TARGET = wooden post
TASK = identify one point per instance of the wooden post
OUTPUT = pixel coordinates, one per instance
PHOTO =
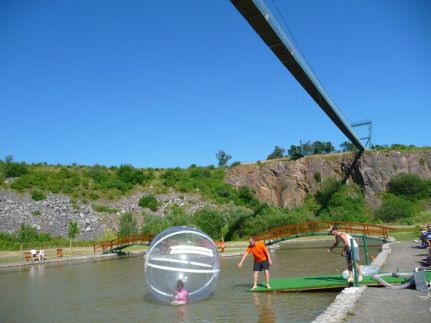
(355, 272)
(365, 241)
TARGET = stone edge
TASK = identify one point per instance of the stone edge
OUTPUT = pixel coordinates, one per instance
(345, 302)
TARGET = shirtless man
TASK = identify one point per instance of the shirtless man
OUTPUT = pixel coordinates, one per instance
(346, 251)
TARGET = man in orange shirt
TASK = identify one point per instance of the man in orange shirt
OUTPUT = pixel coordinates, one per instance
(262, 260)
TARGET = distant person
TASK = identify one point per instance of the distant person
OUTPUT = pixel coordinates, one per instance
(262, 260)
(346, 251)
(425, 237)
(181, 295)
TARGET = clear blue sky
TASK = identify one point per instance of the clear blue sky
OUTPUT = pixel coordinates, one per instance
(170, 83)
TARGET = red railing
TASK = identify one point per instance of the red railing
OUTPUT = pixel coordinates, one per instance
(115, 243)
(319, 227)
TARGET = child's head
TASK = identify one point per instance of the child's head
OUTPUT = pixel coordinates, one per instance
(180, 284)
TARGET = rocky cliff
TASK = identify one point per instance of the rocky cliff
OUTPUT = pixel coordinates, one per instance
(285, 183)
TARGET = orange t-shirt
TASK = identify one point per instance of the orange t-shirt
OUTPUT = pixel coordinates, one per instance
(259, 251)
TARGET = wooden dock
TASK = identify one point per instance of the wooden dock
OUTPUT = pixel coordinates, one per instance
(324, 282)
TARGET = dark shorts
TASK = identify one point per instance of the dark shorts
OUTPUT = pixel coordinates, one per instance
(261, 265)
(349, 254)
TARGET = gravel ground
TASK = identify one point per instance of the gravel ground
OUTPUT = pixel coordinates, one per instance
(379, 304)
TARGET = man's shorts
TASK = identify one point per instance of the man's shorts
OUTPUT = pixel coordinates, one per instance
(261, 265)
(349, 254)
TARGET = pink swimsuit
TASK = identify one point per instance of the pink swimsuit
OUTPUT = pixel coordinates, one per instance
(181, 295)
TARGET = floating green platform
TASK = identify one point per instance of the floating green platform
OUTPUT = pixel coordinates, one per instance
(292, 284)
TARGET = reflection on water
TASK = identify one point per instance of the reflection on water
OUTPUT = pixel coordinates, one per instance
(264, 310)
(115, 290)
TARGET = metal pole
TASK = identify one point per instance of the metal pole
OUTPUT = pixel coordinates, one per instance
(355, 272)
(365, 241)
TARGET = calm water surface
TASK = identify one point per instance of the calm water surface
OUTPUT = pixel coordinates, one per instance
(115, 291)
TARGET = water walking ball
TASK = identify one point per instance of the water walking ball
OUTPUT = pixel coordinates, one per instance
(182, 253)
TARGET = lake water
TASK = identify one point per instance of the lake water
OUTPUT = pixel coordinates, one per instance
(115, 291)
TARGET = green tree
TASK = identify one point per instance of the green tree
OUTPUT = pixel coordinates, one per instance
(27, 234)
(212, 222)
(127, 225)
(395, 209)
(410, 186)
(278, 152)
(294, 152)
(72, 232)
(149, 201)
(222, 158)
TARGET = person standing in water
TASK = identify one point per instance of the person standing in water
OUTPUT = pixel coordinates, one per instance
(346, 251)
(181, 295)
(262, 260)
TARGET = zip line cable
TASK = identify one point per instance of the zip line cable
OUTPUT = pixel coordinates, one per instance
(129, 84)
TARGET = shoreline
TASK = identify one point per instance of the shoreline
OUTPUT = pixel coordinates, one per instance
(237, 248)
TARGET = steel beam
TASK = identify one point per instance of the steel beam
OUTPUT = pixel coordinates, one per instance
(266, 26)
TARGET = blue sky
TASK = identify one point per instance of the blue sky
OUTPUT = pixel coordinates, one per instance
(170, 83)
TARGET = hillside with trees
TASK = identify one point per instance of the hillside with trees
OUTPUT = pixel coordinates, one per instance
(98, 202)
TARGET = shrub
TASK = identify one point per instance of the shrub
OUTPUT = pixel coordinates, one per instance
(127, 225)
(346, 204)
(38, 195)
(211, 222)
(409, 185)
(104, 209)
(154, 224)
(12, 169)
(329, 187)
(149, 201)
(394, 209)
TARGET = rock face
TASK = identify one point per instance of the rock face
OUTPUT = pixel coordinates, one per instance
(53, 214)
(285, 183)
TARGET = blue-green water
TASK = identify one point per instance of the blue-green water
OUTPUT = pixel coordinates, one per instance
(115, 291)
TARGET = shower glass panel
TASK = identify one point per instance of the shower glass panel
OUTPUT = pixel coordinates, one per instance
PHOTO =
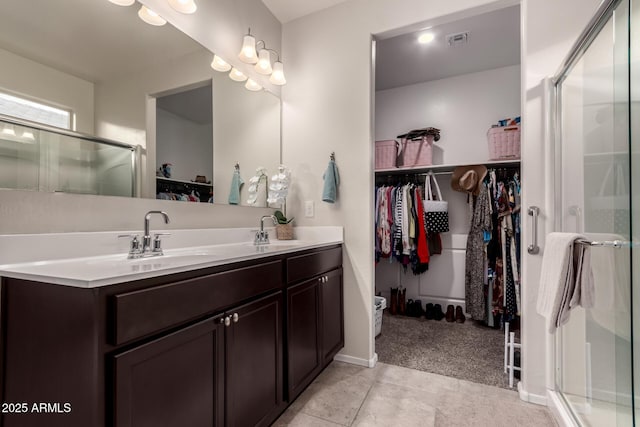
(594, 349)
(45, 160)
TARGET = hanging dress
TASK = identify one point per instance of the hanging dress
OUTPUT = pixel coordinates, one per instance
(474, 262)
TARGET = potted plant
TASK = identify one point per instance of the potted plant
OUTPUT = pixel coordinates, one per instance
(284, 228)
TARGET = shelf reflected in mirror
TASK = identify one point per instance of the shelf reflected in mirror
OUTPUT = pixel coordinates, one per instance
(109, 69)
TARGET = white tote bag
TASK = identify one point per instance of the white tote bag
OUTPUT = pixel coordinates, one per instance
(436, 210)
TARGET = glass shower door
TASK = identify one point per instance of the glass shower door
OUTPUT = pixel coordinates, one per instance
(594, 349)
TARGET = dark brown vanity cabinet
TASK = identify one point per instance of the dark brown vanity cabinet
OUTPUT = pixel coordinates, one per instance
(180, 379)
(174, 380)
(254, 394)
(217, 347)
(315, 329)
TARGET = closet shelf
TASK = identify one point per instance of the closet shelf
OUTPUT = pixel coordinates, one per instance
(160, 178)
(446, 168)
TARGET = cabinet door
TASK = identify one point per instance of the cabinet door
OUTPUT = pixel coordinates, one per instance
(303, 335)
(176, 380)
(254, 394)
(332, 315)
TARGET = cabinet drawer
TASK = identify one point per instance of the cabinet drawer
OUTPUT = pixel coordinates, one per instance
(303, 267)
(143, 312)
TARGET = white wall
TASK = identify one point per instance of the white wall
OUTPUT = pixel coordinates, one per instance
(246, 128)
(327, 104)
(187, 145)
(219, 26)
(25, 77)
(462, 107)
(550, 30)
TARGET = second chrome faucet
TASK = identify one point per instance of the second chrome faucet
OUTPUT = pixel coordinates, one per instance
(262, 236)
(149, 247)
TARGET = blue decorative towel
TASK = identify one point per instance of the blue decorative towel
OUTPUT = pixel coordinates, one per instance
(331, 182)
(236, 184)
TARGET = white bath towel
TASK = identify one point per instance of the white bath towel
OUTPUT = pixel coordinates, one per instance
(611, 272)
(566, 280)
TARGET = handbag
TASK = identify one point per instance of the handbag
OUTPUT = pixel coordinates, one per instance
(436, 210)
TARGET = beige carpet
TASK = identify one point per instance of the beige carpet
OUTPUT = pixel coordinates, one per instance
(468, 351)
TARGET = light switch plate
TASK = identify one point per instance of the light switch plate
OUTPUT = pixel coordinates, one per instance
(308, 209)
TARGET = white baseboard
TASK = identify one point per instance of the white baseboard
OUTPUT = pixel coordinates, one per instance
(530, 397)
(559, 410)
(369, 363)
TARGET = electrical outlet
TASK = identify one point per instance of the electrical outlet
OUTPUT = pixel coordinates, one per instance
(308, 209)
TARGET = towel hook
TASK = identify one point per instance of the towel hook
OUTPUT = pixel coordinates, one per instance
(533, 212)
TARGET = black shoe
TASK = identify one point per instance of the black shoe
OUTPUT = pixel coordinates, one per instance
(417, 307)
(411, 308)
(437, 312)
(451, 317)
(429, 312)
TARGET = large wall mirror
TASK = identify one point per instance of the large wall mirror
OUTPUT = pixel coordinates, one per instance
(123, 80)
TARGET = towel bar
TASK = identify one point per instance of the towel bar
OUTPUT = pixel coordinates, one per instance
(605, 243)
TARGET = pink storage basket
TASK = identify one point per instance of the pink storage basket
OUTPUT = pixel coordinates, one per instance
(417, 153)
(386, 153)
(504, 142)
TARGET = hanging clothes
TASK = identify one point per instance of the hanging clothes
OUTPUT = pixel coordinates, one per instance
(400, 227)
(475, 256)
(504, 248)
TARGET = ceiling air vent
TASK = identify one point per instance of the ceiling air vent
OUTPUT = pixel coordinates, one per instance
(458, 39)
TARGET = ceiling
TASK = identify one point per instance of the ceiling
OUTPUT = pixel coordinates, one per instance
(493, 42)
(288, 10)
(92, 39)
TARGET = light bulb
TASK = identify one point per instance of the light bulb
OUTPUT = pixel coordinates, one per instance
(183, 6)
(237, 75)
(248, 52)
(263, 66)
(150, 17)
(123, 2)
(277, 77)
(252, 85)
(220, 64)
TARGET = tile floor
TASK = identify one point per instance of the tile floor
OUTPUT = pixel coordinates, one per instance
(387, 395)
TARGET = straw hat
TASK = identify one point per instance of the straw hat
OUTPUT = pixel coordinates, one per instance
(467, 179)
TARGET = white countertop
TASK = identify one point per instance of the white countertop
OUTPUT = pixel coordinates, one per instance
(102, 270)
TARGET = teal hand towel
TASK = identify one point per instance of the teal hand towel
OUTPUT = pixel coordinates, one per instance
(234, 192)
(331, 182)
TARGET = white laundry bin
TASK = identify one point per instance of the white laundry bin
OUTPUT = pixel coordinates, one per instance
(380, 305)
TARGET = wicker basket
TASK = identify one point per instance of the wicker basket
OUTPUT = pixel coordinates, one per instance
(284, 231)
(504, 142)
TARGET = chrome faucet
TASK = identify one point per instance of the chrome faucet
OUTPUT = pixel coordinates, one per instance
(147, 249)
(262, 236)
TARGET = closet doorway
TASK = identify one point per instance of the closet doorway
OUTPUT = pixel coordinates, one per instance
(442, 90)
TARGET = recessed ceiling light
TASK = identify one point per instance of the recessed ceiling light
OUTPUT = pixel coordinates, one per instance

TASK INSTRUCTIONS → Leave the pictures out and reproduce exactly the lines from the top of the listing above through the line with "TASK = identify one point per instance of the red".

RESPONSE →
TARGET = wooden post
TASK = identify one point per instance of the wooden post
OUTPUT = pixel coordinates, one per instance
PHOTO =
(355, 272)
(365, 241)
TARGET = stone edge
TASK = identify one point per instance of the stone edge
OUTPUT = pixel coordinates, one per instance
(345, 302)
TARGET = shirtless man
TASK = identify one point per instance of the shirtless man
OUTPUT = pixel coordinates, one per instance
(346, 251)
TARGET = man in orange shirt
TASK = identify one point per instance of the man in orange shirt
OUTPUT = pixel coordinates, one per instance
(262, 260)
TARGET = distant person
TASK = identify one point per instance of the distant person
OUTPUT = pixel coordinates, one per instance
(262, 260)
(346, 251)
(425, 237)
(181, 295)
TARGET = clear blue sky
TASK = identify one point per instance of the clear blue sky
OUTPUT = pixel coordinates, one per instance
(170, 83)
TARGET = red railing
TASK = identify one point per instance of the red railing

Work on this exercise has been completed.